Rewrite the material below, starting at the line containing "of the german" and ending at the line containing "[(22, 222), (432, 204)]", keeping every line, requests included. Shift each answer coordinate by adding 65 to both of its numbers, and leave the sample-form coordinates unchanged.
<<<<
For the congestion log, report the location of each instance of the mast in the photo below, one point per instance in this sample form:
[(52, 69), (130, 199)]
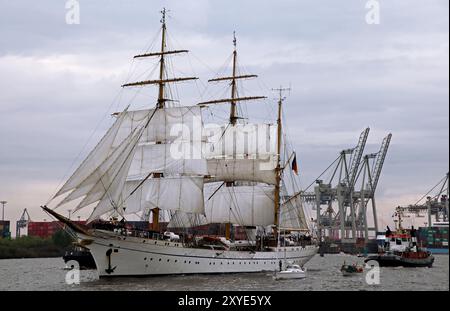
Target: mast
[(233, 105), (161, 82), (278, 168), (234, 99), (233, 84), (161, 61)]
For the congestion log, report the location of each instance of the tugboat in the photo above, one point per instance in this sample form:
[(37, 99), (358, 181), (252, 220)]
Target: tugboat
[(349, 270), (401, 250)]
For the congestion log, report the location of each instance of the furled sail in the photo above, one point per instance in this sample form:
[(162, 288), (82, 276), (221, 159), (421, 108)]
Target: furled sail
[(186, 220), (247, 205)]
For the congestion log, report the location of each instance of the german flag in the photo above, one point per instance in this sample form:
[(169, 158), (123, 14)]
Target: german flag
[(294, 164)]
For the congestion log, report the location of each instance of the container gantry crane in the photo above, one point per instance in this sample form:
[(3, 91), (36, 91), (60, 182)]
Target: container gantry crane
[(22, 222), (432, 204)]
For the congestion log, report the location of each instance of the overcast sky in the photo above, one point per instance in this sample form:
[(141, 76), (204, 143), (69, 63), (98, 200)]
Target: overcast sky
[(59, 82)]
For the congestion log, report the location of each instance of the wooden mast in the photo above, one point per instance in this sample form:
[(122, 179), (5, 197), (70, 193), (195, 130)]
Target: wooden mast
[(278, 168), (161, 82), (233, 105), (161, 61), (233, 117)]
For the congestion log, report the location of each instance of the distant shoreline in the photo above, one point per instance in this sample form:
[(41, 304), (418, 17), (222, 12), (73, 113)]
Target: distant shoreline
[(35, 247)]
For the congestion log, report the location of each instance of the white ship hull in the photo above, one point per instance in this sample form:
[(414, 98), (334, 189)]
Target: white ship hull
[(117, 255)]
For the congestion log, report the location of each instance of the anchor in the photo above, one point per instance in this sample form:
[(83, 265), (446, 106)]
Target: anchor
[(109, 270)]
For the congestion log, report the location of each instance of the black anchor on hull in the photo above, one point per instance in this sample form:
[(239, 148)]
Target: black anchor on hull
[(108, 254)]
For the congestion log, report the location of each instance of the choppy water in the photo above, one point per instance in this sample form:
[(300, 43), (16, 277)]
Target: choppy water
[(322, 274)]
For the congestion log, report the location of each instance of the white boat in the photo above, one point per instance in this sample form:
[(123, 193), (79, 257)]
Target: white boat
[(137, 168), (291, 272)]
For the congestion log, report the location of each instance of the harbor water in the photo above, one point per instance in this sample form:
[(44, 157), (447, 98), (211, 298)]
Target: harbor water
[(322, 274)]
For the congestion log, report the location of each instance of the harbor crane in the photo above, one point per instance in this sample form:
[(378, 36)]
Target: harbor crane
[(432, 204), (370, 177), (339, 188), (22, 222), (342, 206)]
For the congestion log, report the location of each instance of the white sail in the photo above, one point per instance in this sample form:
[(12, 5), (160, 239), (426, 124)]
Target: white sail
[(102, 173), (243, 152), (112, 181), (164, 123), (177, 193), (258, 170), (96, 157), (240, 141), (243, 205)]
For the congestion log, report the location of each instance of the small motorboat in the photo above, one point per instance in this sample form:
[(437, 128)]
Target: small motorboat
[(349, 270), (291, 272)]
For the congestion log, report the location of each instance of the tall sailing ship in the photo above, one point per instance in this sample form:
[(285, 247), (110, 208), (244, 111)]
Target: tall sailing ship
[(165, 161)]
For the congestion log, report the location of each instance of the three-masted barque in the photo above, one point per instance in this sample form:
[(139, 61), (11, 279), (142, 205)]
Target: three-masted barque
[(165, 160)]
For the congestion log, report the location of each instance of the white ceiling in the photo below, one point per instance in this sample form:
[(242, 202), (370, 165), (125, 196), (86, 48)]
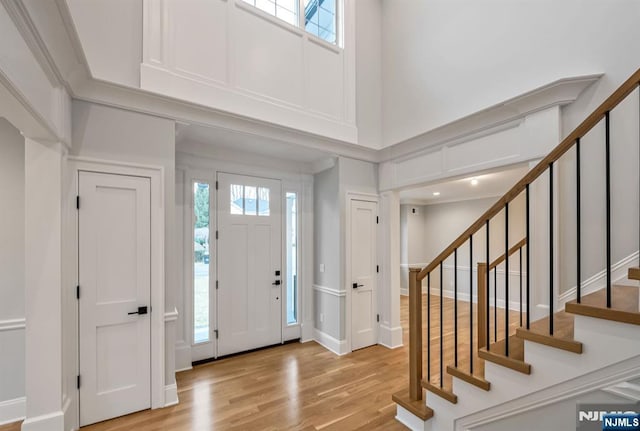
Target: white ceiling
[(491, 184), (230, 140)]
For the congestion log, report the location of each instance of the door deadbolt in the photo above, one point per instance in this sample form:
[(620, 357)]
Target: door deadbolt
[(141, 310)]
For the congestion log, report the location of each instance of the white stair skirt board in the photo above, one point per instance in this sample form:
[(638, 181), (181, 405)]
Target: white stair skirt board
[(390, 337), (611, 355), (412, 422), (619, 272), (339, 347), (171, 395), (49, 422), (13, 410), (626, 390)]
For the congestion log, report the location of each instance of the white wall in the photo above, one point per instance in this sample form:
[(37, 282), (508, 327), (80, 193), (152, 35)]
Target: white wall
[(369, 72), (110, 33), (330, 200), (233, 57), (443, 60), (106, 133), (327, 256), (12, 263)]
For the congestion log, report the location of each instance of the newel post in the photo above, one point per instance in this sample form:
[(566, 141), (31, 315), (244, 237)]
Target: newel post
[(415, 335)]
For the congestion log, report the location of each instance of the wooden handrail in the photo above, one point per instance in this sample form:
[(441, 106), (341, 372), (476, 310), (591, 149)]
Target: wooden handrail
[(512, 250), (591, 121)]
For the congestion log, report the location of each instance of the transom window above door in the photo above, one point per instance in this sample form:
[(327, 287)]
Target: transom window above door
[(249, 200), (319, 16)]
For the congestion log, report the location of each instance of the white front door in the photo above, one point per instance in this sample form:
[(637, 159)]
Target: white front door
[(249, 263), (115, 285), (364, 327)]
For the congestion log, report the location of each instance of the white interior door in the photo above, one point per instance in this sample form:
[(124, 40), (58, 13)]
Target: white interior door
[(364, 326), (114, 276), (249, 263)]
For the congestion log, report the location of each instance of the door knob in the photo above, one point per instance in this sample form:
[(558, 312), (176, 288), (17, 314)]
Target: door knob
[(141, 310)]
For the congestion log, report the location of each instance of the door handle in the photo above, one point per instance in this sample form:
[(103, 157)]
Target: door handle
[(141, 310)]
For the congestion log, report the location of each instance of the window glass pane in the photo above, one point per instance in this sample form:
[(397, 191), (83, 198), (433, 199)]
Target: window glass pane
[(263, 201), (201, 259), (286, 15), (320, 19), (250, 200), (291, 5), (237, 200), (292, 258)]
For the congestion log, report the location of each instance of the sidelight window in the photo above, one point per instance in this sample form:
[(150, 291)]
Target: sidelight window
[(292, 257), (201, 261)]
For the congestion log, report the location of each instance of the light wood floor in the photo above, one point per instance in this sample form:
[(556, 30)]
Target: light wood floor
[(295, 387)]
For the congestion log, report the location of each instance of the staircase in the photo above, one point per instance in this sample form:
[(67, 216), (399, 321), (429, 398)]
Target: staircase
[(490, 354)]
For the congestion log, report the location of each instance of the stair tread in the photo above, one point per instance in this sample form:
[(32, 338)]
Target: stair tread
[(562, 337), (624, 305), (446, 391)]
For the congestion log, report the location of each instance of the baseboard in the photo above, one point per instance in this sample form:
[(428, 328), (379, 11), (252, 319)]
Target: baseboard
[(390, 337), (339, 347), (13, 410), (306, 331), (596, 380), (183, 357), (49, 422), (599, 280), (171, 395)]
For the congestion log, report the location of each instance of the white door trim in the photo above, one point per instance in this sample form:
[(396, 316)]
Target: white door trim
[(156, 175), (354, 196)]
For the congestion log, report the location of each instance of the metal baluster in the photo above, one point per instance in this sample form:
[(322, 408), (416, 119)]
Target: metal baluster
[(578, 227), (520, 266), (455, 307), (429, 327), (495, 303), (528, 258), (487, 288), (471, 304), (608, 185), (550, 248), (441, 332)]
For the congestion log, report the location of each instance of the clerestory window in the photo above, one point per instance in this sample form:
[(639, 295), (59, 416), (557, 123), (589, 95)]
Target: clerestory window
[(320, 17)]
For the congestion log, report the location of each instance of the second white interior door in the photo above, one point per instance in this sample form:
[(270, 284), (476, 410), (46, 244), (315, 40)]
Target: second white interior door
[(364, 326), (249, 263)]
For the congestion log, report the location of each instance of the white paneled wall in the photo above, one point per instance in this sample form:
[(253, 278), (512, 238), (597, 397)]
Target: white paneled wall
[(229, 55)]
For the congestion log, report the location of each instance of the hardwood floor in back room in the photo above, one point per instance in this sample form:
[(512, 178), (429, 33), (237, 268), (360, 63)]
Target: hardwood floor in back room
[(290, 387)]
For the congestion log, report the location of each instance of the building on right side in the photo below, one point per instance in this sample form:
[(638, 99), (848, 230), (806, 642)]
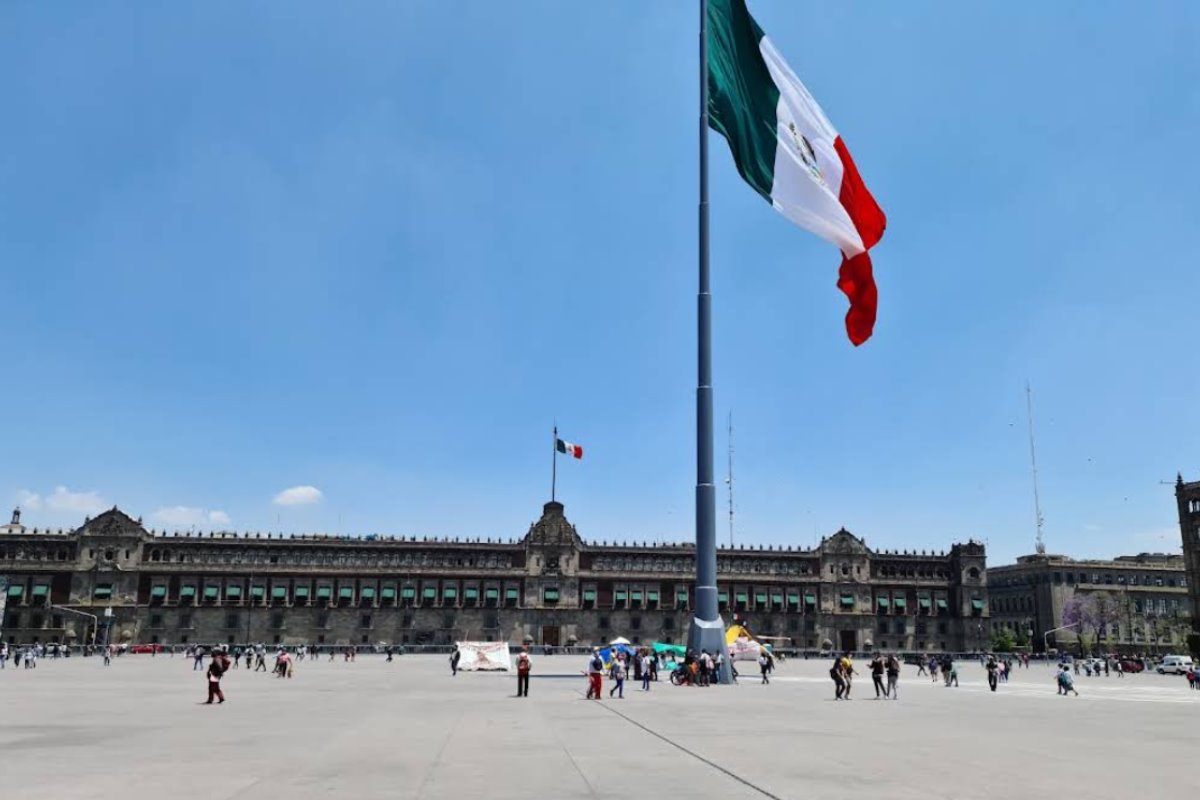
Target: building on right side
[(1132, 603), (1187, 495)]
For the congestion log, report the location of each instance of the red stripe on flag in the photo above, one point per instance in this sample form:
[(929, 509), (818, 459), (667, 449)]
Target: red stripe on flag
[(857, 281), (855, 277)]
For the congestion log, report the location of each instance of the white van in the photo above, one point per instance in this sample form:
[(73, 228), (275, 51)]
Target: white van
[(1175, 665)]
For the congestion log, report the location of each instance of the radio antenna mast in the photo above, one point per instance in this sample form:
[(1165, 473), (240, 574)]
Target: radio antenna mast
[(1039, 543), (729, 480)]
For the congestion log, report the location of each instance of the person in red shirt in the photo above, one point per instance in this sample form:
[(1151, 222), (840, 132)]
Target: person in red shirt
[(523, 666)]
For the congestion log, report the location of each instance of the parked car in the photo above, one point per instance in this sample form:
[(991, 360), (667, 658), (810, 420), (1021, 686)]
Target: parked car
[(1175, 665)]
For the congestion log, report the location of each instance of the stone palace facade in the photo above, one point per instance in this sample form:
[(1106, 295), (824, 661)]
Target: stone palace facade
[(550, 588)]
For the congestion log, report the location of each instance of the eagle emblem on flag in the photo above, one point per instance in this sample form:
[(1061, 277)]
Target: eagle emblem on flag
[(807, 152)]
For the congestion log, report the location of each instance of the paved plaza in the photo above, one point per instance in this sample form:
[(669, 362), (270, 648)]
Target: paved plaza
[(409, 729)]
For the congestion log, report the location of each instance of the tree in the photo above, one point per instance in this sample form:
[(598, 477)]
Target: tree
[(1002, 641), (1079, 613)]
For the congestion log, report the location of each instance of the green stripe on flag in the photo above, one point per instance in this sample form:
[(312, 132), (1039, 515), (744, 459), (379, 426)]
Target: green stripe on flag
[(742, 96)]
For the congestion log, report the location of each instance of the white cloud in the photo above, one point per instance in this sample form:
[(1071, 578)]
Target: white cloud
[(298, 495), (64, 500), (29, 501), (189, 516)]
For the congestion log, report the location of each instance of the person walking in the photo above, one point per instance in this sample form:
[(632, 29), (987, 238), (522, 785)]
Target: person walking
[(523, 666), (892, 666), (214, 678), (1066, 683), (595, 674), (877, 677), (618, 677), (839, 679)]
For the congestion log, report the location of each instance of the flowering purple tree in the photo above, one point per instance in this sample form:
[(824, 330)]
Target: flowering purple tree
[(1081, 614)]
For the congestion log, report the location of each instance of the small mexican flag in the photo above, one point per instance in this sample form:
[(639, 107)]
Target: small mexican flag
[(789, 151), (569, 449)]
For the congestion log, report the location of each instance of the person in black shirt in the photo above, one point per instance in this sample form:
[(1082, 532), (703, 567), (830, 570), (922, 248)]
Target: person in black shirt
[(877, 675)]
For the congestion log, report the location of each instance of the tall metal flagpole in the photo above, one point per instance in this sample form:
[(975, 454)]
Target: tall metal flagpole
[(707, 627)]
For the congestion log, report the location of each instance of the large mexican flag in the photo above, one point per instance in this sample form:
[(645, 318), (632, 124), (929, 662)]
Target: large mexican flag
[(787, 150)]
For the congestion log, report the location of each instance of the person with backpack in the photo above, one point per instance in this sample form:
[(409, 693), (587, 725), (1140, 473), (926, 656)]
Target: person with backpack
[(892, 665), (523, 666), (595, 674), (618, 677), (217, 666), (839, 680), (877, 677)]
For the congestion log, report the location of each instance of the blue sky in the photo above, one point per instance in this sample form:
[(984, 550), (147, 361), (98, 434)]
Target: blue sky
[(250, 247)]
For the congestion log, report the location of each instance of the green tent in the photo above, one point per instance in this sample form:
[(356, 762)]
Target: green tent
[(672, 654)]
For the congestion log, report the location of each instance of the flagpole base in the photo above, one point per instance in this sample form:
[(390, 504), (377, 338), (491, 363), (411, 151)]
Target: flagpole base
[(709, 635)]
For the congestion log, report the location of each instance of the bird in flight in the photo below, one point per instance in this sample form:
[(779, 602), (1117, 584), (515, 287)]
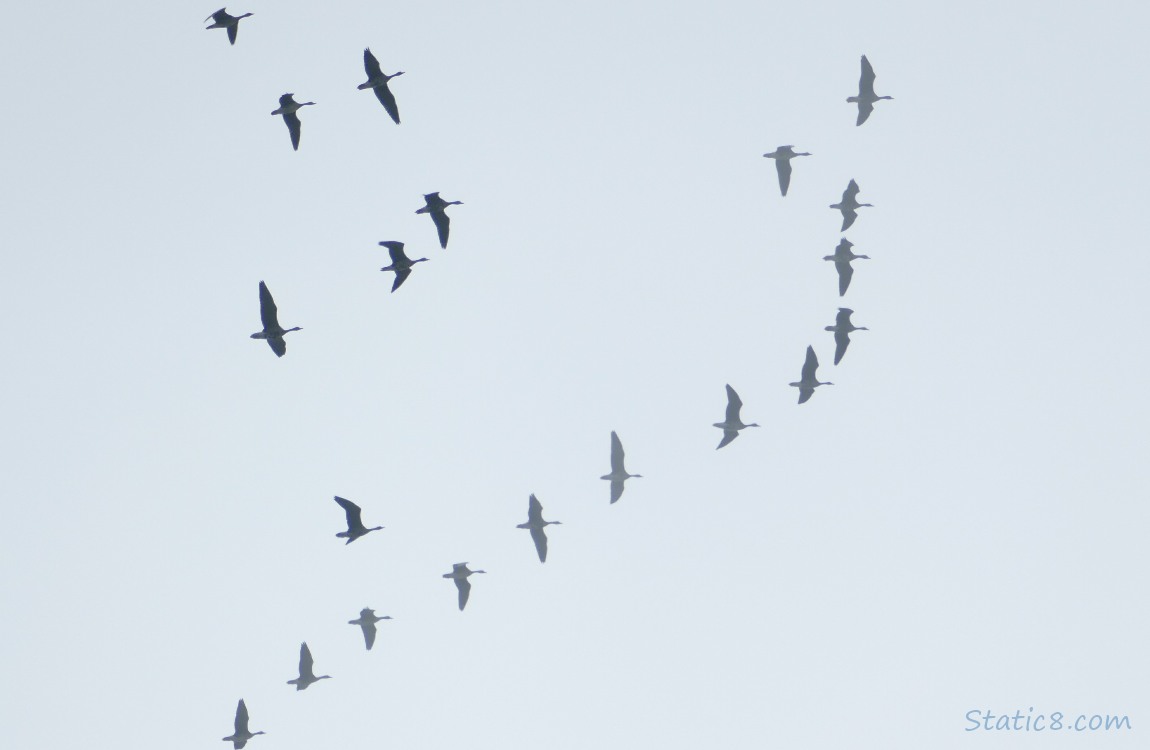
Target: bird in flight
[(842, 329), (377, 82), (223, 20), (273, 331), (437, 207), (367, 620), (809, 382), (733, 423), (400, 262), (355, 527), (782, 157), (866, 97), (459, 572), (535, 523), (288, 108)]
>>>>
• **Written response**:
For the congestion log, report the location of each instance of the german flag in the photo above, one point per instance in this sample form:
[(169, 158), (123, 14)]
Target: german flag
[(359, 229)]
For the congestion log, report the location of each instance of the container gantry crane in the photo above, one point per instance in this sample form:
[(3, 91), (36, 91), (60, 182)]
Target: container gantry crane
[(87, 287), (497, 269)]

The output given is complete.